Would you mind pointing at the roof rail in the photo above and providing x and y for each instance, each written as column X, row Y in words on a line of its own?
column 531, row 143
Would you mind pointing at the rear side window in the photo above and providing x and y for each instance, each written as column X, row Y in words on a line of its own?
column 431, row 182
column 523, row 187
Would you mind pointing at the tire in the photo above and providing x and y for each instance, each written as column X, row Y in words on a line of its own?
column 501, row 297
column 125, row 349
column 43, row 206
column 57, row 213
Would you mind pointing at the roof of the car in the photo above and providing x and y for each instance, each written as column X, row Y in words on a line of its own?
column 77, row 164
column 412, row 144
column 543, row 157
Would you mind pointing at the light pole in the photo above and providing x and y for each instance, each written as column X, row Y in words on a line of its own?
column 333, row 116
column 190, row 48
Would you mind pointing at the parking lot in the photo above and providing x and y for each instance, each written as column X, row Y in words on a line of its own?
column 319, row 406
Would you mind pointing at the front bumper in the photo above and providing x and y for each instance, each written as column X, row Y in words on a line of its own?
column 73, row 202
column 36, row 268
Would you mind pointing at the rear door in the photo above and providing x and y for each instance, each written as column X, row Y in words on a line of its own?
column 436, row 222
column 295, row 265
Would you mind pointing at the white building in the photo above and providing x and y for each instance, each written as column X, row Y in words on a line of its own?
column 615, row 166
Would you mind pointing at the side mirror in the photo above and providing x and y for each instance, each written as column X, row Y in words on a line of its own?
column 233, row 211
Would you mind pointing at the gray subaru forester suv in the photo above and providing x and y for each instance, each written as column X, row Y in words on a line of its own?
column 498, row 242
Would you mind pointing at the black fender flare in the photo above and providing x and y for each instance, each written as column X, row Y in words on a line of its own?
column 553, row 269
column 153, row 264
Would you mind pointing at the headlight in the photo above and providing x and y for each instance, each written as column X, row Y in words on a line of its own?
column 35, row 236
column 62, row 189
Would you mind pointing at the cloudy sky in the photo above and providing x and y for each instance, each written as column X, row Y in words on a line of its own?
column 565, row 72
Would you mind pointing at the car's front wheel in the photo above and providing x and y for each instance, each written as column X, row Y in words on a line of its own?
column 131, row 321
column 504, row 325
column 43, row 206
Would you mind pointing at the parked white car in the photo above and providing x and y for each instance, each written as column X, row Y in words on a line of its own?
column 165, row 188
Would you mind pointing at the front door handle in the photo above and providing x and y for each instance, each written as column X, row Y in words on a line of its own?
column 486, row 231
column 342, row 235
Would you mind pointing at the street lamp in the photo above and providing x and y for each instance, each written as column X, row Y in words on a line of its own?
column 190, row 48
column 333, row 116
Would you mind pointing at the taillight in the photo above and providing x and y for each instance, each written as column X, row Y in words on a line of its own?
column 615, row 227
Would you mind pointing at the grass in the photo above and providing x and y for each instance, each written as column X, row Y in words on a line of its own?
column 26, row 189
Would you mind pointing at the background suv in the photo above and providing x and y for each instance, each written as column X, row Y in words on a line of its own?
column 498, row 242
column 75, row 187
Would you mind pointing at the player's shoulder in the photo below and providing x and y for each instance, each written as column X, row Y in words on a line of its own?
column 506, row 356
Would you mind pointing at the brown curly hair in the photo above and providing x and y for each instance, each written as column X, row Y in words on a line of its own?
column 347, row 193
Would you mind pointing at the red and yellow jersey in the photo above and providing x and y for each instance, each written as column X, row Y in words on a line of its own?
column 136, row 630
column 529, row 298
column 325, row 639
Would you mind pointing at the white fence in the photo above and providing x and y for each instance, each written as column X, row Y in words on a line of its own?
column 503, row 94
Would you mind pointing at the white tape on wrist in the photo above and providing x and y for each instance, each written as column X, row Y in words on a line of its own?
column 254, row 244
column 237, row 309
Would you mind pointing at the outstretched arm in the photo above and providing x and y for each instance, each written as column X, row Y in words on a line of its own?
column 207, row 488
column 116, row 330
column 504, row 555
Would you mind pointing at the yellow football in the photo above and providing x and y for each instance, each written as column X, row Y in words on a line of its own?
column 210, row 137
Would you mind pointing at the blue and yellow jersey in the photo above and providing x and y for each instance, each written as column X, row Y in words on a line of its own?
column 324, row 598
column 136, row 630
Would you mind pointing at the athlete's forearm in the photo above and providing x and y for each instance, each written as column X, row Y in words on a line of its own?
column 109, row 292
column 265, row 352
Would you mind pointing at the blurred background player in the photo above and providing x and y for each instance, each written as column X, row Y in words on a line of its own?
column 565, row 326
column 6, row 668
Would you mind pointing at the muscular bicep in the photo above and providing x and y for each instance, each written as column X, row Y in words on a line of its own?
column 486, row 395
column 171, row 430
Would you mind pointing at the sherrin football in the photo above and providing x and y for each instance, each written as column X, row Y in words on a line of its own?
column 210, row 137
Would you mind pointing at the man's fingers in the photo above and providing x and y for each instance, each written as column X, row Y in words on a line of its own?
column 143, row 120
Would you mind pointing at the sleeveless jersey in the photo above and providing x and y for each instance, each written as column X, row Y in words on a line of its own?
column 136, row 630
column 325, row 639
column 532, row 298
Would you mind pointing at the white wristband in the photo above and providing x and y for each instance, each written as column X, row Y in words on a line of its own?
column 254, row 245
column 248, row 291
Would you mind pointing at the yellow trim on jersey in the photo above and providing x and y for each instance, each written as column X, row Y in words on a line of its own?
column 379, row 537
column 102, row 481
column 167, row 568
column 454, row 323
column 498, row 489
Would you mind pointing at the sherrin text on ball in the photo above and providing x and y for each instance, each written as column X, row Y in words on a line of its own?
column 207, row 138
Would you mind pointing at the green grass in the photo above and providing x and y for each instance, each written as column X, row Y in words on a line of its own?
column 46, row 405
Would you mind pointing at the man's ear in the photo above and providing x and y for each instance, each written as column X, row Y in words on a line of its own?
*-*-*
▸ **Your objective**
Without any change, reproduce the data in full.

▸ **Response to this exercise**
Would you mind pointing at the roof rail in the photo above and providing x and y for each instance, each written as column X, row Y in words on a line of its own?
column 531, row 143
Would you mind pointing at the rear side window in the photo above and providing x and y for each instance, each written as column X, row Y in words on a line of its own?
column 431, row 182
column 523, row 187
Would you mind pointing at the tire in the photo above and providing x and y for each instance, each written as column X, row Y in words on a line of its own?
column 501, row 297
column 125, row 349
column 43, row 206
column 57, row 213
Would you mind pointing at the roof of the car in the photo above and providing x and y for each instance, each written as column X, row Y in words on a line of its own?
column 77, row 164
column 412, row 144
column 543, row 157
Would you mind pointing at the light pole in the photo above and providing x and y for each instance, each written as column X, row Y in words on a line of its own?
column 333, row 116
column 190, row 48
Would you mind pointing at the parking lot in the photo above and providing x and y for each instance, each written as column X, row Y in words on a line of its own?
column 319, row 406
Would you mind pointing at the front bumper in the photo above and providing x and y for each instance, each written as column X, row Y in words on a line of its own?
column 73, row 202
column 36, row 268
Would you mind pointing at the rear door in the photo above and providing x and y for each instance, each written as column X, row Y in words on a line of its own?
column 436, row 222
column 295, row 265
Would you mind pointing at the white building in the photo above and providing x and y for each instance, each written as column X, row Y in words on a line of its own?
column 615, row 166
Would you mind pointing at the side mirror in the photo above and providing x and y for each instance, each written as column X, row Y in words on a line of its own?
column 233, row 211
Would you mind pointing at the gray subaru forester suv in the photo above and providing x and y for each instance, each written as column X, row Y in words on a line of its own?
column 498, row 242
Would you mind pointing at the black fender flare in the photo above and providing x and y for each instance, each written as column X, row Y in words on a line of its own?
column 553, row 269
column 153, row 264
Would you mind pointing at the headlight in the photo above and providing x and y for each instance, each written as column X, row Y in words on a line of its own?
column 35, row 236
column 62, row 189
Would you mind pointing at the cloudy sky in the photo above and providing x and y for each instance, each written as column X, row Y in words on a line of its own?
column 565, row 72
Would you mind pointing at the car's front wheel in the photo above and providing x and y for each instance, each written as column X, row Y in words on a line of its own?
column 131, row 321
column 504, row 325
column 43, row 206
Would you mind pointing at the parked white car in the photo above and providing x and y for each instance, each written as column X, row Y in words on a line of its own?
column 165, row 188
Would you mind pointing at the front door handle in the photo above and providing x and y for each instance, each written as column X, row Y in words on a line of its own?
column 486, row 231
column 342, row 235
Would you mind pointing at the street lamp in the photo above and providing x and y for each instance, each written as column X, row Y in words on a line of its own?
column 190, row 48
column 333, row 116
Would you mind pointing at the taillight in the photo above and providing x and y for each instance, each written as column X, row Y in words on a line of its own?
column 615, row 227
Would you mind pointing at the grass in the photo above and providing x and y for each instance, each written as column X, row Y in words on a line of its own?
column 26, row 189
Would you mind pointing at the background suv in the photo above and providing x and y for each instance, each written as column X, row Y in words on a line of its own?
column 498, row 242
column 75, row 187
Would you mind pointing at the player's shoulder in the photo below and providing x and y for each instance, each written as column X, row Y in words on a line of its own?
column 506, row 356
Would you mind pointing at the brown curly hair in the photo above and providing x and y for each instance, each written as column X, row Y in words on a line of its own?
column 347, row 193
Would you mind pointing at the red and yellow jersey in the photo above and providing x and y for each instance, each written as column X, row Y in words on a line of its own?
column 136, row 630
column 529, row 298
column 325, row 639
Would you mind pointing at the white fence in the photo above and providing x and y for each instance, each written as column X, row Y in words on a line of its own?
column 503, row 94
Would you mind pointing at the white tape on wrist in the photo above and providing x and y for each instance, each written as column X, row Y in words on a line of its own?
column 254, row 244
column 237, row 309
Would you mind pointing at the outstretched arm in the photo above and providing x and y for each instance, each written as column X, row Y in words on a line of its own?
column 207, row 488
column 116, row 330
column 504, row 555
Would you mind pointing at the yellow football in the photo above and providing x and y for each instance, each written as column X, row Y in words on a line of its own?
column 210, row 137
Would you mind pointing at the blue and yellow jersey in the photo above and providing x and y for each instance, each written as column X, row Y in words on a line of its own?
column 324, row 598
column 136, row 630
Would you mind pointing at the athlete's forearm in the photo above and providing x and y for each instance, each written as column X, row Y in words on a line of its own?
column 109, row 292
column 265, row 352
Would you mind pointing at the blurred background player in the photo above and providing x and y for each instance, each written as column X, row Y in words on a line of its own?
column 565, row 326
column 6, row 668
Would you mind pointing at the muscular bicep in the photo above and providing x and y for each instance, each written as column X, row Y in words on a line of its own?
column 486, row 395
column 171, row 430
Would you mind pointing at the sherrin football in the photo above and providing x and y for each instance, each written as column X, row Y in words on a line of its own?
column 210, row 137
Would you mind pointing at the man's fingers in the photo above and providing x and y for each instance, each written as column X, row Y in words on a line of its own?
column 143, row 120
Would you mind pointing at the sleeveless jersey in the photo above and providing x and y for each instance, each written as column X, row Y in words on a line of its own?
column 136, row 630
column 325, row 639
column 532, row 298
Would you mind pointing at the white wristband in the photo above and providing x and y for each instance, each written as column X, row Y in words on a line of its own?
column 254, row 245
column 248, row 291
Would you mind pointing at the yellow trim on jersey in the photo above and providing x and y for each instance, each written as column X, row Y in words on a line of its own?
column 379, row 537
column 102, row 481
column 167, row 568
column 454, row 323
column 498, row 489
Would you mind pointing at the sherrin text on ball in the photo above and providing x and y for each instance, each written as column X, row Y in words on a line of its own?
column 207, row 138
Would you mind pointing at the green grass in the photo above and providing x and y for each instance, each written as column X, row Y in words on a line of its own?
column 46, row 405
Would you mind pointing at the man's ear in the photo above and providing x and y for each instance, each written as column X, row Y in words on a line of its own?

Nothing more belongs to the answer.